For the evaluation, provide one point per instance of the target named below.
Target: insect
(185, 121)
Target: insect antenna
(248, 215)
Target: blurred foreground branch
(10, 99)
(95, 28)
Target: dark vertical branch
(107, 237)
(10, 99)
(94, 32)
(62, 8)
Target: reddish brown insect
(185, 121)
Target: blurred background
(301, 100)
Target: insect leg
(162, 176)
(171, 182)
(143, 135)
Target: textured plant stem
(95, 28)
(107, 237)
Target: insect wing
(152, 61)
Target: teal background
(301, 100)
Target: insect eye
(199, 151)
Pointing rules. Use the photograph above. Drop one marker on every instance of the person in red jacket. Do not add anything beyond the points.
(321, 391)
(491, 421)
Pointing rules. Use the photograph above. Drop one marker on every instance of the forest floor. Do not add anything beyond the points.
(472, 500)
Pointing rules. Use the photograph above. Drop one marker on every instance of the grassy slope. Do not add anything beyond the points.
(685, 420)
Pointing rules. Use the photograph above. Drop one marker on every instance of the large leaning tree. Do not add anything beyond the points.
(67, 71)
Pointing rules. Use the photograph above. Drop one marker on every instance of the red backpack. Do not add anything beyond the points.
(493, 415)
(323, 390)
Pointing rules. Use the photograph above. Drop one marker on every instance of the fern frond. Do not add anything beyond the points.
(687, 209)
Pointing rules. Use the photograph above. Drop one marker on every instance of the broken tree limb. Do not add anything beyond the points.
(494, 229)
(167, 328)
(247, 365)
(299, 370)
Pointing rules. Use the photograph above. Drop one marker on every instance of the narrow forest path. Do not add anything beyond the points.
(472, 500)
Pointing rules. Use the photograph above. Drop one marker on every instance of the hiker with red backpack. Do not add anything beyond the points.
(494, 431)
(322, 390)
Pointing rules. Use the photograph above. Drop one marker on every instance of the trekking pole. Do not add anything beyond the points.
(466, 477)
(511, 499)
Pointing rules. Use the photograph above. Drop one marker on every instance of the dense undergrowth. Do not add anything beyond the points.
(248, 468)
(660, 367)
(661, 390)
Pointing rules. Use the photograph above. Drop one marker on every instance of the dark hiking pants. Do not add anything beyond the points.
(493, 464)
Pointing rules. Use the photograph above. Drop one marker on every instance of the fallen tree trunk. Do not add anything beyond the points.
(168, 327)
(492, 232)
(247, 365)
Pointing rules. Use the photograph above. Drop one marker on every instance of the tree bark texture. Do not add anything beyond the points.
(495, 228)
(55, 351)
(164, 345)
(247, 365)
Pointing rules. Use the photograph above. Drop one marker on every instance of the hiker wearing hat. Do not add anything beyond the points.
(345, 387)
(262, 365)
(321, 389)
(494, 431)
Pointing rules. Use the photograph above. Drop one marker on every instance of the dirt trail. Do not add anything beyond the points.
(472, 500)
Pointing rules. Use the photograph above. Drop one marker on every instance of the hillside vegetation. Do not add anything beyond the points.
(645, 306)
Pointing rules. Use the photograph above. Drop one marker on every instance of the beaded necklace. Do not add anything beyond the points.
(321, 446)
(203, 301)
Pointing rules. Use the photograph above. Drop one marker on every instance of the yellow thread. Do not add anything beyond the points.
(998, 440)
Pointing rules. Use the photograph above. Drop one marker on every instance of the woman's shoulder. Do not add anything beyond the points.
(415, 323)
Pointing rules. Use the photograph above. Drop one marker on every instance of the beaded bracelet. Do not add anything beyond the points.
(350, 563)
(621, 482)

_ _ _ _

WHAT THE EXERCISE ASKS - Please format the entries from the line containing "thread. Do not add anything beyond the points." through the last entry as a numbered list, leaving out any blank lines.

SOLUTION FOR THIS TASK -
1. Pointing rules. Use the photograph above. Drop one marker on every instance of the yellow thread. Do not add anything beyond the points.
2. (998, 440)
3. Pointing rules. Use the photograph above. Drop one marker on every instance of the woman's shoulder. Do not add anything beyond the points.
4. (415, 323)
5. Pointing rules. Use the photograph above. Drop one marker on every instance of the beaded bracelet. Do not add anything beyond the points.
6. (350, 563)
7. (621, 482)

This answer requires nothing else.